- [EXTRAIT FOURNI]:
>>

Ils n’ont (toujours) pas tué Jaurès
Qui oserait encore, de nos jours, le contester ? La mémoire et l’histoire recouvrent toujours des enjeux politiques et idéologiques de première importance. Tout autant que celle de la Première Guerre mondiale, la commémoration du centième anniversaire de l’assassinat de Jean Jaurès, le 31 juillet 1914, à quelques jours de l’entrée de la France dans la conflagration qui allait durer quatre longues années, en aura administré une nouvelle démonstration. Chacun y sera allé de sa lecture de l’héritage de cette puissante figure du mouvement ouvrier hexagonal, fondateur au demeurant de ”l’Humanité”, quotidien dont le prestige jusqu’à nos jours doit beaucoup à ses articles sur la situation nationale et internationale entre 1904 et 1914.
En un moment où la gauche française traverse une crise qui menace de la faire entrer dans l’une de ces débâcles l’ayant plus d’une fois laissée exsangue dans son histoire, les retours sur son apport auront bien souvent ressemblé à de la malversation pure et simple. D’un François Hollande qui, muet en ce jour anniversaire, avait précédemment tenté à Carmaux d’en faire l’inspirateur de sa propre gestion au service exclusif des actionnaires (cette ”« bonne finance »”, comme aime à les désigner Monsieur Sapin), à un Manuel Valls qui l’aura carrément enrôlé dans la squelettique cohorte des zélateurs d’un « pacte de responsabilité » pourtant promis à un désastre économique et social… D’un Henri Guaino, ex-plume de Monsieur Sarkozy, aux dirigeants du Front national, lesquels ont pour point commun de chercher à enraciner leurs projets réactionnaires en disputant au mouvement ouvrier ses principaux thèmes et références… Sans même parler de ceux qui, s’inscrivant dans la tradition anti-républicaine des débuts du siècle passé, se seront employés à le décrire en rêveur enfermé dans ”« son culte naïf des Lumières »” (l’historien Jean Sévilla, dans ”Le Figaro-Magazine”), voire en personnage auquel seul son meurtrier serait parvenu à ”« donner un sens à sa vie »” (l’immanquable Éric Zemmour, toujours dans ”Le Figaro”)…
Je comprends, de ce point de vue, les sifflets et lazzis ayant accueilli le premier secrétaire du Parti socialiste, Jean-Christophe Cambadélis, à son arrivée devant le café Le Croissant, le 31 juillet : ils auront été l’expression de la colère légitime qui s’empare d’une très large partie de la gauche devant une action gouvernementale tournant le dos aux principes les plus élémentaires que recouvre le socialisme, ceux précisément au nom desquels le grand tribun donna sa vie. Mais je ne les approuve pas. Car nous avons mieux à faire qu’à nous livrer au choc stérile de deux gauches s’invectivant sans qu’il en ressortît la moindre idée directrice, le moindre repère utile pour l’avenir. Les reconstructions et refondations de demain nécessitant de renouer le lien aujourd’hui rompu avec les expériences et réflexions qui conférèrent longtemps sa dynamique au camp du progrès, c’est sur ce terrain qu’il convient, d’abord et avant tout, de se situer.

<<

- [CONSIGNE]:
Prolongez, s'il vous plaît, le texte sur l'héritage de Jean Jaurès à la suite de sa dernière phrase.

- [DONNÉES]:
>>

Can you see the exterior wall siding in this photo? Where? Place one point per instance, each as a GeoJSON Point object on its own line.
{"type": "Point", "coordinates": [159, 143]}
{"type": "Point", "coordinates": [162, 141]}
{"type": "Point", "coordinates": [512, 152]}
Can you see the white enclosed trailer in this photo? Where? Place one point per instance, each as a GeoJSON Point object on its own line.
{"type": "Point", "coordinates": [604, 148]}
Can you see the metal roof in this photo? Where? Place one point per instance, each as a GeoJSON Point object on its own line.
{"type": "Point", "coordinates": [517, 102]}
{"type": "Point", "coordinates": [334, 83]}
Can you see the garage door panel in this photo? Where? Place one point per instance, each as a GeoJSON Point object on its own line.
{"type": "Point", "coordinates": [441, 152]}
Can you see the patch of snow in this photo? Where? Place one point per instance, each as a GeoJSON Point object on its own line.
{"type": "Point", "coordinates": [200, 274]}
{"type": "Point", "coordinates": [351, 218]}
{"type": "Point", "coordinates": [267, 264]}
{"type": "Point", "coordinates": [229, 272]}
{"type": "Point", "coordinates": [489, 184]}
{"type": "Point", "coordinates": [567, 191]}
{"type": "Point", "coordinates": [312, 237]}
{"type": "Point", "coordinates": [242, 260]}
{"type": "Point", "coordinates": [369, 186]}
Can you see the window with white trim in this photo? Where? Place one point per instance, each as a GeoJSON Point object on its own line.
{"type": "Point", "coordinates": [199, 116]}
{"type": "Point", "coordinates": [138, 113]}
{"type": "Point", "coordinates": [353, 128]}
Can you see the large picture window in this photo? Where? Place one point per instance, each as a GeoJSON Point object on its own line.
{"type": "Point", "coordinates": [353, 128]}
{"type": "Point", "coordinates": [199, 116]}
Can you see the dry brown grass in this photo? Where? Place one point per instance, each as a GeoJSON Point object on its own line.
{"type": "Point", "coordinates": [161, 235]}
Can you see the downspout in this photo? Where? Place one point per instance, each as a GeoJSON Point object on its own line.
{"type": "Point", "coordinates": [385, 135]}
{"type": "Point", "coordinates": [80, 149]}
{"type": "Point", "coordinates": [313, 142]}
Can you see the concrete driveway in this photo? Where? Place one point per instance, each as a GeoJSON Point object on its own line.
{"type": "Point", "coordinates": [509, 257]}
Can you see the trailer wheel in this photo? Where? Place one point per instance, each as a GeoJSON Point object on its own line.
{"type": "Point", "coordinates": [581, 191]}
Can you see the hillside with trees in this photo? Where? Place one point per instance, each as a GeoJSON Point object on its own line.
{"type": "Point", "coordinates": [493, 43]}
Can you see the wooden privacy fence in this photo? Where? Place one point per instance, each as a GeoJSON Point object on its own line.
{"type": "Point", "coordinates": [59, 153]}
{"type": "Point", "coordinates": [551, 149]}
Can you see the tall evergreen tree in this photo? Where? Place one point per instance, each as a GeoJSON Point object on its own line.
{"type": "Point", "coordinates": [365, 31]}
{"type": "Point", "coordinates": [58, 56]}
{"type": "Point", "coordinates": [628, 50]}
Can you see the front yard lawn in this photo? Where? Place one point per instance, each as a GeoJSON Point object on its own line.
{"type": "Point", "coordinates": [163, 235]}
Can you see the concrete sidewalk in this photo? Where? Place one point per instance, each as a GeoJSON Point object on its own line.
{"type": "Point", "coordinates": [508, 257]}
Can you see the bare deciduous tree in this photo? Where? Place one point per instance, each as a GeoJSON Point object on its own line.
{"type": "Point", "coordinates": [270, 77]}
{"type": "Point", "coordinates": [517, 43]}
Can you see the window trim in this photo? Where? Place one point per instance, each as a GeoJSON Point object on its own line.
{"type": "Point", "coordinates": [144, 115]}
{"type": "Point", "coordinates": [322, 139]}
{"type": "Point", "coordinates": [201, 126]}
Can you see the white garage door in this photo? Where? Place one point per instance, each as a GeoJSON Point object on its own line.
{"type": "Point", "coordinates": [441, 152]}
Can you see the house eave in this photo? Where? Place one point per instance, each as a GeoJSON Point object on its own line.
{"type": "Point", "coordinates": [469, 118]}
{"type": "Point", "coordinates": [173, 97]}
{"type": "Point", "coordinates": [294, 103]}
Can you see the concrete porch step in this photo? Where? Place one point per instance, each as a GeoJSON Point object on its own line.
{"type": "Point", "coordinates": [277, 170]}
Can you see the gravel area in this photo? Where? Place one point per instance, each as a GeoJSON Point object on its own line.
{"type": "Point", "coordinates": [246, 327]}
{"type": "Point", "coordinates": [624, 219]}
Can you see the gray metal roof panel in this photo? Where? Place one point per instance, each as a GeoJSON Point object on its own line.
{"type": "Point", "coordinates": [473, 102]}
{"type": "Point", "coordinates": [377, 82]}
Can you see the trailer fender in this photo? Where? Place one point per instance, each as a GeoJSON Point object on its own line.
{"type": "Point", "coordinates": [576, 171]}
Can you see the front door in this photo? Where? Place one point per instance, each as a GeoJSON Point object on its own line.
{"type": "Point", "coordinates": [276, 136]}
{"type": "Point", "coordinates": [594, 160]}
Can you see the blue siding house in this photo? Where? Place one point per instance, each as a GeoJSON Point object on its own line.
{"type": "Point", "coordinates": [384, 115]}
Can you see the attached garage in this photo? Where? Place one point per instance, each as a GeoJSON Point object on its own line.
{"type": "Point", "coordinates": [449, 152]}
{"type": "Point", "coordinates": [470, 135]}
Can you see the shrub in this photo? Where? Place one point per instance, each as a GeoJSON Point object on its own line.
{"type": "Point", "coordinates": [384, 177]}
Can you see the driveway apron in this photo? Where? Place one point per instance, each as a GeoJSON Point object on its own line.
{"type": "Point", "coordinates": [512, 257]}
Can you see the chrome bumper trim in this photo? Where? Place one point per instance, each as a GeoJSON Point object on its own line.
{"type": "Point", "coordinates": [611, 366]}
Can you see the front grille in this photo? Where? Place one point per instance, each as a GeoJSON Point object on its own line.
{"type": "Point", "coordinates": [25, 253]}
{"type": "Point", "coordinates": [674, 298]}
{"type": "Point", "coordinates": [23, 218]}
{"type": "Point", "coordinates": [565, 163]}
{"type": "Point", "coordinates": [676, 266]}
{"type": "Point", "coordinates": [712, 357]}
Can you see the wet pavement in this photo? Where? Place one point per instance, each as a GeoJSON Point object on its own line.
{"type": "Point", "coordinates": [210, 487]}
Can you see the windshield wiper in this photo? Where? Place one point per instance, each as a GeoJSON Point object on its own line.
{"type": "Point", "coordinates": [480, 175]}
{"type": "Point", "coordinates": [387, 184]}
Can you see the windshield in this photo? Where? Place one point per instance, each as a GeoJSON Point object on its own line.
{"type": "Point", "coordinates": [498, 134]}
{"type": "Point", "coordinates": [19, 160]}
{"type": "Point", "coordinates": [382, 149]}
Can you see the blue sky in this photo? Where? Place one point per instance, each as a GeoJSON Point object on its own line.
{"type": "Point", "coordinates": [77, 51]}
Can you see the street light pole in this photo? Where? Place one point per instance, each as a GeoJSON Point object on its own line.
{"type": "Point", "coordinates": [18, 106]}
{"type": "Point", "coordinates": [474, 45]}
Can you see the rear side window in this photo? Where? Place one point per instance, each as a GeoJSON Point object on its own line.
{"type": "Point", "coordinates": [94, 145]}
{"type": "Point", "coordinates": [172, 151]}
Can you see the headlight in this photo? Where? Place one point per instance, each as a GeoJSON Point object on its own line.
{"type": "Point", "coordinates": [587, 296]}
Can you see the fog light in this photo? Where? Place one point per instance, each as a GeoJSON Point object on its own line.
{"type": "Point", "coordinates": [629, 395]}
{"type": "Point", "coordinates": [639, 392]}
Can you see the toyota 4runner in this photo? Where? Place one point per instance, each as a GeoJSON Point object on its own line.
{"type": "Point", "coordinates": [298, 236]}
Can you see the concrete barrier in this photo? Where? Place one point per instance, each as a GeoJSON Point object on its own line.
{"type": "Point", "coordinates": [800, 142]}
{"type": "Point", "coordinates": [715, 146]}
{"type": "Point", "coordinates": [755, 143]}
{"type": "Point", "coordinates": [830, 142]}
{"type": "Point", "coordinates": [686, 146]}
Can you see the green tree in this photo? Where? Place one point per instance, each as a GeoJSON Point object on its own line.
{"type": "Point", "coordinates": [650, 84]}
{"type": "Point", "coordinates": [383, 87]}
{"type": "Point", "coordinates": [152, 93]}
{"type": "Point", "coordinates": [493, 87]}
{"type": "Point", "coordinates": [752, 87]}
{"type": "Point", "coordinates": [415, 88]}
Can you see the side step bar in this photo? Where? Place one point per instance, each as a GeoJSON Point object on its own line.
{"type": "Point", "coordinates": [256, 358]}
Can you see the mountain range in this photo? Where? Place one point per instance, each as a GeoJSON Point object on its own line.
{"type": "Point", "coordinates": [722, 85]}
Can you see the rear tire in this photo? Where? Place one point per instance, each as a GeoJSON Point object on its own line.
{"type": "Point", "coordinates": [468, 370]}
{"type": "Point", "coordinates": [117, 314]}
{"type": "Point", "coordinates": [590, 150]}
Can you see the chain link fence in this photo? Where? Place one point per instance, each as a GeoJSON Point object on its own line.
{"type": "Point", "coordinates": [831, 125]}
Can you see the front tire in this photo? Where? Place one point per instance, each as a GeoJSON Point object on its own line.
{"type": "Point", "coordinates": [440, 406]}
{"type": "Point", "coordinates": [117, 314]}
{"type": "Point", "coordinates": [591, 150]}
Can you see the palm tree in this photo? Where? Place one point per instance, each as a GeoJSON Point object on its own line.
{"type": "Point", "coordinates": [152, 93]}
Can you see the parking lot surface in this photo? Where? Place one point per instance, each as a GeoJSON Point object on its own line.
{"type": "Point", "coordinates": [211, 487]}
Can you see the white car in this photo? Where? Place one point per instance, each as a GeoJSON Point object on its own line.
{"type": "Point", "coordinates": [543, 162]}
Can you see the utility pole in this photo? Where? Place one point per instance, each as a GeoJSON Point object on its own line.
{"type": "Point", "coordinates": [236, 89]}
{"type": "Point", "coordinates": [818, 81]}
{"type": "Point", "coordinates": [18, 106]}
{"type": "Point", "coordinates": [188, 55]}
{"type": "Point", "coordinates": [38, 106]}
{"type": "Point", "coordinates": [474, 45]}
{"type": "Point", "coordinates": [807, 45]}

<<

- [RÉSULTAT]:
Je m’y attelle, pour ma part, dans cette note écrite en profitant du répit que me laisse ce début de mois d’août. Tel avait également été le sens de ma présence, avec une délégation de responsables et d’élus de la Gauche unitaire, ce 31 juillet 2014, pour déposer une gerbe devant le célèbre café qui vit un nationaliste illuminé et probablement manipulé, l’abattre sauvagement.
En apportant ma modeste pierre à un indispensable hommage, il ne s’agit certainement pas de manifester une quelconque nostalgie d’une époque où l’espérance du socialisme inspirait l’action de millions d’hommes et de femmes dans toute l’Europe, en dépit de toutes les défaites essuyées… Ni de célébrer un temps où, à l’abri des ”« cheminées d’usine »” (pour reprendre l’image du numéro un socialiste) toute une classe se sentait fière parce que s’estimant porteuse d’un nouveau destin pour l’humanité… Mon objectif est, simplement, d’affirmer que les six dimensions fondamentales du legs jaurésien, celles que je vais tenter de mettre en lumière ci-dessous, sont non seulement toujours aussi actuelles mais qu’elles figureront nécessairement au cœur de la refondation à laquelle il nous incombe désormais de travailler.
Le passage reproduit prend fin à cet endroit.